お恥ずかしながら高校時代に習った記憶はあるけれど

冒頭の「ゆく川の流れは絶えずして・・・」しか思い出せませんでした。


この本を読むきっかけは偶然動画サイトで目にした養老孟司さんの講演会で

「ぜひ読んでみて下さい」とお勧めされていたからです。

短い随筆なら私でも読めるかもとふと思い立ちました。


原文だけだと?マークが沢山頭に浮かんでくるだけなのでは?と危惧し

光文社の蜂飼耳さんの訳が付いている本を購入しました。

蜂飼さんのエッセイや解説、あとがきに到るまでとても面白かったです。

鴨長明が生きていた時代は大火事や竜巻、戦争、大飢饉、遷都等

禍という禍が矢継ぎ早に襲い掛かって

人々を恐怖と絶望に突き落としていました。

鴨長明自身も禰宜になる希望をくじかれ

都を離れ山奥での隠遁生活に入っています。

方丈記を読んで感じたのは外側の世界は長明が記している通り

川の流れのように常に変化しているけれど

人間の根本はなんら変わっていないんだという事です。

__________

> **課題要件**
本文の「この本を読むきっかけは偶然動画サイトで目にした養老孟司さんの講演会で」から「蜂飼さんのエッセイや解説、あとがきに到るまでとても面白かったです。」に至るまでを、一字一句変えずに抜き出してください。

> **提供項目**

__________

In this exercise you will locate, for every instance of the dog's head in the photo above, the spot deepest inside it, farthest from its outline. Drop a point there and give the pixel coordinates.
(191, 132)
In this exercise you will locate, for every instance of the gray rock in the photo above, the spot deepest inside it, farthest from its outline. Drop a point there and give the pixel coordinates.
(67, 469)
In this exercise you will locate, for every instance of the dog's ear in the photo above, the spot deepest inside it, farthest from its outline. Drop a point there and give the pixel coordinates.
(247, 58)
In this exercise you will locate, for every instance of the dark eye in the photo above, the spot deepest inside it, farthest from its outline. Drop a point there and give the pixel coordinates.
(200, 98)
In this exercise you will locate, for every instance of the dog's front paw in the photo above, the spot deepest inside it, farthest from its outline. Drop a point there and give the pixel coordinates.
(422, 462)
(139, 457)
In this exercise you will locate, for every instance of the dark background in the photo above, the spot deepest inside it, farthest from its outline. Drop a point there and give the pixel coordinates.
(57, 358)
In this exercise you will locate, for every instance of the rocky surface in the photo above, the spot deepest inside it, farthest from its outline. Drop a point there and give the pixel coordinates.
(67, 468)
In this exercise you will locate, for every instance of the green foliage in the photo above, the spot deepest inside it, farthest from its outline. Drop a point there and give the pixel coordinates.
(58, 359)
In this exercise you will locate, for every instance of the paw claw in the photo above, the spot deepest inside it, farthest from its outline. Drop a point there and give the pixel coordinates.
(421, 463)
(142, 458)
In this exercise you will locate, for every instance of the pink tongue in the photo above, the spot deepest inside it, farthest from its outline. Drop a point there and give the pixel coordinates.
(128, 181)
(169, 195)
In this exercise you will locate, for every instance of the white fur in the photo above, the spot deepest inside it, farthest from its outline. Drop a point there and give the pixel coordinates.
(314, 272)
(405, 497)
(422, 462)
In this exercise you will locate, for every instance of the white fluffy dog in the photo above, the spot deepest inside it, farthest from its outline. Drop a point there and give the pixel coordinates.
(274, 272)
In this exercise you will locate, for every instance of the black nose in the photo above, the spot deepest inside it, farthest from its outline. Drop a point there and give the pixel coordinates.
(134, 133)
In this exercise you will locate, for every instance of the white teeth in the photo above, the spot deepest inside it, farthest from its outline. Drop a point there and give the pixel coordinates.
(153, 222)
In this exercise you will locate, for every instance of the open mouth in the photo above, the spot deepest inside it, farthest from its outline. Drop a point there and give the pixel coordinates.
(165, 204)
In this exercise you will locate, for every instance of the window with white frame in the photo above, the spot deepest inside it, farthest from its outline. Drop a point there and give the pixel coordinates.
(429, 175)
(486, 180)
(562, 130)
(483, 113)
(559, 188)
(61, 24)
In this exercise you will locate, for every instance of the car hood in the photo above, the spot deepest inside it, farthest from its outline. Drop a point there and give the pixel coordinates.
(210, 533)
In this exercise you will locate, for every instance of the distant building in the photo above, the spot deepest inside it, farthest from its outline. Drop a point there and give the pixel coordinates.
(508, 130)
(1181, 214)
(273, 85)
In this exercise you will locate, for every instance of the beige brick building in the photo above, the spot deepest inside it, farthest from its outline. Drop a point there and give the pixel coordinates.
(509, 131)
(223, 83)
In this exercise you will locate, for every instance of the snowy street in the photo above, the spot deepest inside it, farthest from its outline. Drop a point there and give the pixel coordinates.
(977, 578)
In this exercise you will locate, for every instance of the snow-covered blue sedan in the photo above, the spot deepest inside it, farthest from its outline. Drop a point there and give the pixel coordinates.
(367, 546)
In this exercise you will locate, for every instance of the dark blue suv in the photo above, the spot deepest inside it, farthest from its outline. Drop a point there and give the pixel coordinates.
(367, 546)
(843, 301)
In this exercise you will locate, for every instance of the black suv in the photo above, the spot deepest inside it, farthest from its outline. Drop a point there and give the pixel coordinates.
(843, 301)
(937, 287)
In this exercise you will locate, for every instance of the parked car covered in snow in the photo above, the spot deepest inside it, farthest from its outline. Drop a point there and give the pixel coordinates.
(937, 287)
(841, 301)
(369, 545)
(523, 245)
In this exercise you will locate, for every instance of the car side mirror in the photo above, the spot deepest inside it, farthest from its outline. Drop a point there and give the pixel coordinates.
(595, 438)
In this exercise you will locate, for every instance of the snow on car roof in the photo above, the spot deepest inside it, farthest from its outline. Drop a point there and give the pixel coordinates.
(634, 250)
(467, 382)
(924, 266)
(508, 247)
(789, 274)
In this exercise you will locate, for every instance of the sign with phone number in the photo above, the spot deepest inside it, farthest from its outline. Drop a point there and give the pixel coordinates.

__________

> **記述回答**
この本を読むきっかけは偶然動画サイトで目にした養老孟司さんの講演会で

「ぜひ読んでみて下さい」とお勧めされていたからです。

短い随筆なら私でも読めるかもとふと思い立ちました。


原文だけだと?マークが沢山頭に浮かんでくるだけなのでは?と危惧し

光文社の蜂飼耳さんの訳が付いている本を購入しました。

蜂飼さんのエッセイや解説、あとがきに到るまでとても面白かったです。